───── Extracted data

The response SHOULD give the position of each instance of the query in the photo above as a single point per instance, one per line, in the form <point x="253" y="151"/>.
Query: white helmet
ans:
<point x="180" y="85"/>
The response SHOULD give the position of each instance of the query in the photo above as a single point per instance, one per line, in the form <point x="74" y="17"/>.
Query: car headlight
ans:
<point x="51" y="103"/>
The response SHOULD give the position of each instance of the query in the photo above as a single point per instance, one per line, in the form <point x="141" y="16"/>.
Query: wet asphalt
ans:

──────────

Could you reproduce every record exactly as shown above?

The completed task:
The response SHOULD give the position of each instance of the query in the photo above as a single point per instance, one per line, in the form <point x="253" y="151"/>.
Query: white helmet
ans:
<point x="180" y="85"/>
The response SHOULD give the position of each instance of the query in the photo above as a single point per instance, one per line, in the form <point x="74" y="17"/>.
Query: car headlight
ans:
<point x="51" y="103"/>
The response SHOULD give the position of each instance of the query in the photo above as a single point per instance, one per line, in the form <point x="141" y="16"/>.
Query: wet asphalt
ans:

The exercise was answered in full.